[START]
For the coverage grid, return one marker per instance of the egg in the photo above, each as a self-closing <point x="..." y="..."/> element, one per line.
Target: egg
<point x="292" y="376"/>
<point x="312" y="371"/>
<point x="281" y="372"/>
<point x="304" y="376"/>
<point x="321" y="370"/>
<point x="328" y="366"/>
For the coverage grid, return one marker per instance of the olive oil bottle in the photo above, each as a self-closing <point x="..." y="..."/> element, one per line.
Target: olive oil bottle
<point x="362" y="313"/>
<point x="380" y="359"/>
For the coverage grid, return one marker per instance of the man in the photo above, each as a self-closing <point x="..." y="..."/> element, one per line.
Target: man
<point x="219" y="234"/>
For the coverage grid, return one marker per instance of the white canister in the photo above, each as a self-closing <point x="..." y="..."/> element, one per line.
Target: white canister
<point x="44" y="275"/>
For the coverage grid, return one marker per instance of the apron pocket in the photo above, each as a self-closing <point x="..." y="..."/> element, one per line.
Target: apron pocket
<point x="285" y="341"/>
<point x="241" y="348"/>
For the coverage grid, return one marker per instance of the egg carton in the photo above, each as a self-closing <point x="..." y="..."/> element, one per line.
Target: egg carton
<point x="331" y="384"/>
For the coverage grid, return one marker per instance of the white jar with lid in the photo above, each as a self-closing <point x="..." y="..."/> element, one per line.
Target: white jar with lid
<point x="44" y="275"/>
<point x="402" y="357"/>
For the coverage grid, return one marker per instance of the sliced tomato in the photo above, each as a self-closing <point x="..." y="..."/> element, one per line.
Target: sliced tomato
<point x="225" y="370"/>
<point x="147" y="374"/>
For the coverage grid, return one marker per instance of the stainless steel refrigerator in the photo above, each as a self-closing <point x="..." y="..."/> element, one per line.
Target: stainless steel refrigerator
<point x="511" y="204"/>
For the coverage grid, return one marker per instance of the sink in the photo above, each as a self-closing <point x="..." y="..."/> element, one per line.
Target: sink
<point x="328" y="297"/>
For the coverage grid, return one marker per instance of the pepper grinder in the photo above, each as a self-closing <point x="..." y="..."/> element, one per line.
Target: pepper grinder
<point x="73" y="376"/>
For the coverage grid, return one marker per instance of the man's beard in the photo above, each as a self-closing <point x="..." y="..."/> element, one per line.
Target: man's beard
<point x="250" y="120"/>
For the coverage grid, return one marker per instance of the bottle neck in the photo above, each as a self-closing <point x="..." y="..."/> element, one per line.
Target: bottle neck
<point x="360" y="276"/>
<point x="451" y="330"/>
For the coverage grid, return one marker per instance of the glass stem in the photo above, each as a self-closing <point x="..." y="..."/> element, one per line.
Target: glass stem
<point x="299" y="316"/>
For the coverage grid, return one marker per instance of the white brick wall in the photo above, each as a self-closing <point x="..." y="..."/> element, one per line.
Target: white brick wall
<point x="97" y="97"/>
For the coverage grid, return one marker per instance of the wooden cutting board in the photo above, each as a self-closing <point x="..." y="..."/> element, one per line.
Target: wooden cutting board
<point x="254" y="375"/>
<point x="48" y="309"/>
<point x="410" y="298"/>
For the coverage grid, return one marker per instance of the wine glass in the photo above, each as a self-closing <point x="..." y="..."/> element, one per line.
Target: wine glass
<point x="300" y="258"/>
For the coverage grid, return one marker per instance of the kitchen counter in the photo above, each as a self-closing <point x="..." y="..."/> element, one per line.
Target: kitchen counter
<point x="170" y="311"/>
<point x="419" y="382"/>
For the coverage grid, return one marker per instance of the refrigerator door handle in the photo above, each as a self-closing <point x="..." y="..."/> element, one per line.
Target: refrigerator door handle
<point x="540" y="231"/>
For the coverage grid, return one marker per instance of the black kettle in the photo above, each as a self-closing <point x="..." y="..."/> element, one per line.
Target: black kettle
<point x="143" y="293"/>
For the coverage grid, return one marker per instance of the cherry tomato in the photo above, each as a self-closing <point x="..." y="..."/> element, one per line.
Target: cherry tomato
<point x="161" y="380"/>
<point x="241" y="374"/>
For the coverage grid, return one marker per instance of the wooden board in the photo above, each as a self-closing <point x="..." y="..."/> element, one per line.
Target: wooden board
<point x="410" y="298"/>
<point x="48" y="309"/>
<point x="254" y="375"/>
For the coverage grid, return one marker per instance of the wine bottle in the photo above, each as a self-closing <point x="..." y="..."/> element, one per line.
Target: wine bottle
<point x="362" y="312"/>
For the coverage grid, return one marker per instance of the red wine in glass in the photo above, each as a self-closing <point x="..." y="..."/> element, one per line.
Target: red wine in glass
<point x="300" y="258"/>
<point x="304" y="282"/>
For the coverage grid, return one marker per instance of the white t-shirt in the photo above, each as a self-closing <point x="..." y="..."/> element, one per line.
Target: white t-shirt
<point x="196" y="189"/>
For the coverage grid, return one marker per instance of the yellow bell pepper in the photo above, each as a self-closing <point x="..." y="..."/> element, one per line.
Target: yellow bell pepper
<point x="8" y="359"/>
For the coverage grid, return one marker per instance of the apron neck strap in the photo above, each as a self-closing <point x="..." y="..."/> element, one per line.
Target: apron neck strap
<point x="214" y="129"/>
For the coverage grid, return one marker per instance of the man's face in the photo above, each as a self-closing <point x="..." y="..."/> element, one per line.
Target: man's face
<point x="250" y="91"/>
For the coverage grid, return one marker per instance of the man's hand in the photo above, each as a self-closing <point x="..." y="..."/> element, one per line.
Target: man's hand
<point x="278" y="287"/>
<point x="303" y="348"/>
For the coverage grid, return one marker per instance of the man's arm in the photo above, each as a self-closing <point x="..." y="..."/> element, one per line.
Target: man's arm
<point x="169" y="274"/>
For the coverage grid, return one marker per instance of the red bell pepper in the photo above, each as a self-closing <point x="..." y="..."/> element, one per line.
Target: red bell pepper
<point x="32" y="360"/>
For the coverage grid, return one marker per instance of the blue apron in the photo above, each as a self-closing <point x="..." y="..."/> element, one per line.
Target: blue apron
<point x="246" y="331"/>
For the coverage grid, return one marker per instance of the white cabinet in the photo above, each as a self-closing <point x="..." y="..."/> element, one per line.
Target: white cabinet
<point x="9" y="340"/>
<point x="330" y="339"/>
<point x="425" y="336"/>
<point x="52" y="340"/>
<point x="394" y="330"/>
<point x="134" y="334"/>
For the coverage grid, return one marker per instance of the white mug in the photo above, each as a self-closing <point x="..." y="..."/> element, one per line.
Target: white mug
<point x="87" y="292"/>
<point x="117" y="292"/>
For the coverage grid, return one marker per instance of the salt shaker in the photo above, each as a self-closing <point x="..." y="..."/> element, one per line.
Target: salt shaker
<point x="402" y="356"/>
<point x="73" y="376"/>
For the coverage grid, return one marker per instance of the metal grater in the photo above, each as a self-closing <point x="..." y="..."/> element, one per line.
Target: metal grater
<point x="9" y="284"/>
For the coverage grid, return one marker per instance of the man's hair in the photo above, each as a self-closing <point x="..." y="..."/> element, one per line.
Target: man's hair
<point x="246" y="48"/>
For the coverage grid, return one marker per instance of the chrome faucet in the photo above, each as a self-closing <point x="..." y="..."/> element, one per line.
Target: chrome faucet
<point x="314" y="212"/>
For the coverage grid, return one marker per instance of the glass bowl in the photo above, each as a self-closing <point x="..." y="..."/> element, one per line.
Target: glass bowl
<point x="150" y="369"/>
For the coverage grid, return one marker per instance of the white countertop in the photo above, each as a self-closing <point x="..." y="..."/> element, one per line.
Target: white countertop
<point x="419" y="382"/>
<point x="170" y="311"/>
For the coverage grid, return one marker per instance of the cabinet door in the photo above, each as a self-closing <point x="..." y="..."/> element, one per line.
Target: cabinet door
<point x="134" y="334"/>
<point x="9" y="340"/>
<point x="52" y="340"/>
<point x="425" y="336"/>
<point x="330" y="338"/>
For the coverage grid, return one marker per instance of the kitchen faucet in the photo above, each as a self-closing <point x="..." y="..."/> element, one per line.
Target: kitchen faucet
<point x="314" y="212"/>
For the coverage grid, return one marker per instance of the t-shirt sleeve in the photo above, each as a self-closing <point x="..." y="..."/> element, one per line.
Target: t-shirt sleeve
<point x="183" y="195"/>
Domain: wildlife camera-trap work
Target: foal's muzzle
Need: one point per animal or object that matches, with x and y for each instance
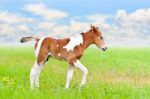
(104, 48)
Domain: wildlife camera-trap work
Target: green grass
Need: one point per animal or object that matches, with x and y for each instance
(118, 73)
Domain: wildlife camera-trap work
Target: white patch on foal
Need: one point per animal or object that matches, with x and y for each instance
(37, 50)
(74, 41)
(84, 71)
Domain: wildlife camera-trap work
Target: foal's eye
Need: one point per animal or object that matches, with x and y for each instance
(101, 38)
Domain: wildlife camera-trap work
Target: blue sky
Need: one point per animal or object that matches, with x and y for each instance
(79, 7)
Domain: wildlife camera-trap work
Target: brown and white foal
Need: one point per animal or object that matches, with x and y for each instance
(68, 49)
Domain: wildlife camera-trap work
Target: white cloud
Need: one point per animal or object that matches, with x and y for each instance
(47, 13)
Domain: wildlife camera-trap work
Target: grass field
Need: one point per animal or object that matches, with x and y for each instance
(118, 73)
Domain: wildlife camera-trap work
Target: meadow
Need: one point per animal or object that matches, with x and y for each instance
(118, 73)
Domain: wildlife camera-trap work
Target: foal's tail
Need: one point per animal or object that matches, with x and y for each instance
(26, 39)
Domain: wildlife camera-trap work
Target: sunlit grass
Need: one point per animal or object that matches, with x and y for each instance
(118, 73)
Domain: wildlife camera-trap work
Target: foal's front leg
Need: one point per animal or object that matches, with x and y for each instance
(69, 76)
(83, 69)
(35, 73)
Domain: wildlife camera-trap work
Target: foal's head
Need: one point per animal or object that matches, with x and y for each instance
(97, 38)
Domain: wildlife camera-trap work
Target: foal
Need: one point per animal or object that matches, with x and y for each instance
(68, 49)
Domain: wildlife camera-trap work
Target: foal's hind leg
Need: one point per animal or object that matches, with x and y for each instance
(36, 70)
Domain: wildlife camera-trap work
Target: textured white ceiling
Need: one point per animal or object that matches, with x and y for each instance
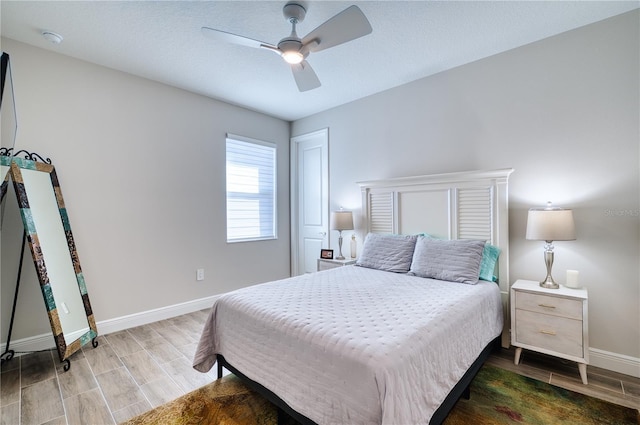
(161, 40)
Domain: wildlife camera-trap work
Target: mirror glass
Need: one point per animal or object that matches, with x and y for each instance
(54, 254)
(8, 121)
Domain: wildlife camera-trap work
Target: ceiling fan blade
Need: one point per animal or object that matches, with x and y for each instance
(228, 37)
(345, 26)
(305, 76)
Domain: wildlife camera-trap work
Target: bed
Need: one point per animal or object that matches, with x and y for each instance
(393, 339)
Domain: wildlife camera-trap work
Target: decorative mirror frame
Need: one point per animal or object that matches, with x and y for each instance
(65, 348)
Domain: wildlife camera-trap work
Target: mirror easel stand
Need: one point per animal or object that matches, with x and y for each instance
(73, 298)
(7, 351)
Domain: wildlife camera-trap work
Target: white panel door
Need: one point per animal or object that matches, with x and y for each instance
(310, 203)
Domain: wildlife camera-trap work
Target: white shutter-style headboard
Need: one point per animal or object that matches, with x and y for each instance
(464, 205)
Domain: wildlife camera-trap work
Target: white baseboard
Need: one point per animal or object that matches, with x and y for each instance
(616, 362)
(45, 341)
(604, 359)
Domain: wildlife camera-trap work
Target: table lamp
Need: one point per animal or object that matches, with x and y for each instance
(341, 220)
(550, 224)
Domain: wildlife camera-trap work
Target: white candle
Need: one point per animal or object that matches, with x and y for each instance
(572, 279)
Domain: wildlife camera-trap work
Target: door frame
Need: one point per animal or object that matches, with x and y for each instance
(294, 182)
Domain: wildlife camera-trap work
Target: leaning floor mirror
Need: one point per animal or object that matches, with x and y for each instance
(54, 254)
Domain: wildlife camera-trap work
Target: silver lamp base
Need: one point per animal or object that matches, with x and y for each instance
(340, 256)
(548, 281)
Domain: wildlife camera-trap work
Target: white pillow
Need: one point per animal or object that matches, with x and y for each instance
(392, 253)
(452, 260)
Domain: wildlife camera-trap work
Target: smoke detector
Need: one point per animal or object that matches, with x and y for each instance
(52, 37)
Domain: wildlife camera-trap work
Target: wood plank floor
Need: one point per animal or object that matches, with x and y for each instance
(138, 369)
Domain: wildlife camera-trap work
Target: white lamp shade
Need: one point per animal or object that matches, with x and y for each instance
(550, 224)
(342, 220)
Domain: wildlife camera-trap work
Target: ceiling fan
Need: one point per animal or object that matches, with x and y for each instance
(345, 26)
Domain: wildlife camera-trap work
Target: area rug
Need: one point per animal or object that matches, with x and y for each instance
(497, 397)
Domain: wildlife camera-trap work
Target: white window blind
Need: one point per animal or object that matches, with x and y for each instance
(251, 189)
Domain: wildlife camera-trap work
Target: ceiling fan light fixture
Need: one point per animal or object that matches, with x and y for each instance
(293, 57)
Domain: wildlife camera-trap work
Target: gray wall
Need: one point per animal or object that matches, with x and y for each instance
(564, 113)
(141, 167)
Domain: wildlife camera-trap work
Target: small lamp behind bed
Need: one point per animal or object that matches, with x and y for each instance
(550, 224)
(341, 220)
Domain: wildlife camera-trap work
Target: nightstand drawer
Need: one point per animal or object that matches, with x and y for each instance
(553, 333)
(555, 306)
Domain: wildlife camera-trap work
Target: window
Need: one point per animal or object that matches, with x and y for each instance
(251, 189)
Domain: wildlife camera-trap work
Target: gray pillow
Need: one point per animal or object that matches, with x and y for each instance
(452, 260)
(392, 253)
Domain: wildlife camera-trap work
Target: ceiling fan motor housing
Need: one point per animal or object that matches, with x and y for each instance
(294, 12)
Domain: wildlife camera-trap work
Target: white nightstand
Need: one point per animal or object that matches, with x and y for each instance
(550, 321)
(326, 264)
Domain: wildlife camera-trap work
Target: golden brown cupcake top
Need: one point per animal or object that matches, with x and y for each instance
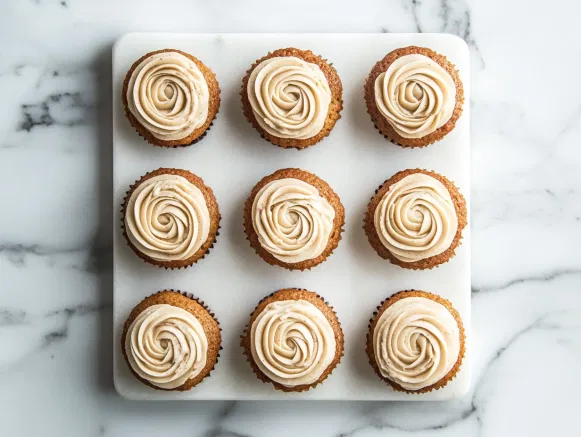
(167, 218)
(292, 342)
(415, 95)
(289, 97)
(166, 346)
(168, 95)
(416, 342)
(292, 220)
(416, 218)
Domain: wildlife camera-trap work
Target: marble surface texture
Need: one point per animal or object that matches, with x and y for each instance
(55, 231)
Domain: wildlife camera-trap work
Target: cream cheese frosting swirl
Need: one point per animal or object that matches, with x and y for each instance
(416, 342)
(166, 345)
(292, 220)
(167, 218)
(292, 342)
(415, 95)
(416, 218)
(168, 95)
(289, 97)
[END]
EXERCISE TASK
Extract every line from the rows above that contains the string "door", matching case exactly.

EXERCISE RESULT
For the coverage grid, return one marker per instance of the refrigerator door handle in the photo above, each as a self-closing <point x="..." y="..."/> element, one per line.
Target: refrigerator door handle
For the coverage grid, return one marker per instance of the cabinet door in the photo above, each as a self-closing <point x="..." y="..."/> element, one per line.
Target: cabinet door
Target: white panel door
Target: door frame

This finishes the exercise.